→ **Texte à lire**:
Le principe de nativité et le principe de souveraineté, séparés dans l’Ancien Régime ( où la naissance ne donnait lieu qu’au sujet), sont désormais unis irrévocablement dans le corps du « sujet souverain » pour constituer le fondement du nouvel Etat-nation. Dans cette fiction est implicite l’idée que la naissance devient immédiatement nation, de manière qu’il n’y ait aucun écart entre ces deux moments. Les droits sont ainsi attribués à l’homme, seulement dans la mesure où il est le présupposé – qui disparaît aussitôt en tant que tel – du citoyen.

→ **Entrées du jeu de données**:
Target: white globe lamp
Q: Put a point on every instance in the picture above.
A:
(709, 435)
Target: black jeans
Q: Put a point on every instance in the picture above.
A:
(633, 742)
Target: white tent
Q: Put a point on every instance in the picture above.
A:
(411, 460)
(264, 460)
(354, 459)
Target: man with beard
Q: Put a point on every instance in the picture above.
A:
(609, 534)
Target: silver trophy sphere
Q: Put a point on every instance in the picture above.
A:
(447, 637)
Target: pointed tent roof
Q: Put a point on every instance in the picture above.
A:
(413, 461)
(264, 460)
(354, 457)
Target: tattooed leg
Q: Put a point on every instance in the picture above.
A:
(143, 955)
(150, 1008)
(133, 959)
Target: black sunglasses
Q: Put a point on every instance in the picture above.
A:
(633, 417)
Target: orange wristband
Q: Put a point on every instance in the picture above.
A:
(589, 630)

→ **Tâches à réaliser**:
#1 Résumez le texte à lire en deux phrases.
#2 Reformulez sous forme de liste le paragraphe du texte à lire qui commence par « Le principe de nativité », en conservant ses idées principales.

→ **Réponses**:
#1 Séparés sous l'Ancien Régime, le principe de nativité et le principe de souveraineté sont désormais unis irrévocablement dans le « sujet souverain », qui fonde le nouvel État-nation. Cette fiction implique que la naissance devient immédiatement nation, et l'homme ne reçoit des droits que dans la mesure où il est le présupposé, aussitôt disparu, du citoyen.

#2
- Sous l'Ancien Régime, le principe de nativité et le principe de souveraineté étaient séparés, la naissance ne faisant que du sujet.
- Ils sont désormais unis irrévocablement dans le « sujet souverain », fondement du nouvel État-nation.
- Cette fiction suppose que la naissance devient immédiatement nation, sans écart entre les deux.
- Les droits ne sont attribués à l'homme que dans la mesure où il est le présupposé, aussitôt disparu, du citoyen.